Records shown:
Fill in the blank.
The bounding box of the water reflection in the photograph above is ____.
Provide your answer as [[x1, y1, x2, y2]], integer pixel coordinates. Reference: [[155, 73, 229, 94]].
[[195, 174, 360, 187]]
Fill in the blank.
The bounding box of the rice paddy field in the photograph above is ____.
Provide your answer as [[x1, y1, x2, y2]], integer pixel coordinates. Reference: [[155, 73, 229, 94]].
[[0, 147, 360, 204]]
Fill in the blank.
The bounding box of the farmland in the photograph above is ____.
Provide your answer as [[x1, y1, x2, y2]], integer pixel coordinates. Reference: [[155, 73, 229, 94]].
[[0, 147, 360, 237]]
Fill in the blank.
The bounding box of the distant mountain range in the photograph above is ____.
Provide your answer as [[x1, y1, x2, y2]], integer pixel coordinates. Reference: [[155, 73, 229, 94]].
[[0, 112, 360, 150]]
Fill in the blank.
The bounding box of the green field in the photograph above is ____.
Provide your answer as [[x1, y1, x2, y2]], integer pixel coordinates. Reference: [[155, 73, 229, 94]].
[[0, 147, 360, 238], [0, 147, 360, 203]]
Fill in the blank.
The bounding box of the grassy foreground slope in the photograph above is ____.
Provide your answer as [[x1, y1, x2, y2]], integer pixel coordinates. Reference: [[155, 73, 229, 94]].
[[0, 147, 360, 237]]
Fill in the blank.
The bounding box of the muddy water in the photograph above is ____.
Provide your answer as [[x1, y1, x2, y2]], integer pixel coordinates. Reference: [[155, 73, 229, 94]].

Short exercise: Convert every line of the items above into a JSON list of strings, with one string per line and blank lines omitted.

Response for this exercise:
[
  "Fill in the blank.",
  "The bounding box of the water reflection in the photograph above is ____.",
  "Provide your answer as [[x1, y1, x2, y2]], integer pixel coordinates. Reference: [[155, 73, 229, 94]].",
  "[[195, 174, 360, 187]]",
  "Fill in the blank.",
  "The bounding box of the rice paddy field in the photograph above is ____.",
  "Provide your answer as [[x1, y1, x2, y2]], integer pixel coordinates. Reference: [[155, 73, 229, 94]].",
  "[[0, 147, 360, 204]]",
  "Fill in the blank.",
  "The bounding box of the farmland in the photograph above is ____.",
  "Provide your answer as [[x1, y1, x2, y2]], integer pixel coordinates. Reference: [[155, 73, 229, 94]].",
  "[[0, 147, 360, 237]]",
  "Fill in the blank.",
  "The bounding box of the distant mountain range in the photograph above is ____.",
  "Provide your answer as [[x1, y1, x2, y2]], integer pixel coordinates. Reference: [[155, 73, 229, 94]].",
  "[[0, 112, 360, 150]]",
  "Fill in the blank.",
  "The bounding box of the green field in the photograph above is ____.",
  "Provide your answer as [[x1, y1, x2, y2]], integer pixel coordinates. Reference: [[155, 73, 229, 94]].",
  "[[0, 147, 360, 238], [0, 147, 360, 203]]",
  "Fill in the blank.",
  "The bounding box of the grassy foreground slope in the photograph above is ____.",
  "Provide your answer as [[x1, y1, x2, y2]], integer pixel coordinates. Reference: [[155, 73, 229, 94]].",
  "[[0, 147, 360, 237]]",
  "Fill in the blank.",
  "The bounding box of the muddy water in the photograph above is ____.",
  "Provide your answer as [[x1, y1, x2, y2]], integer pixel coordinates. Reference: [[155, 73, 229, 94]]."
]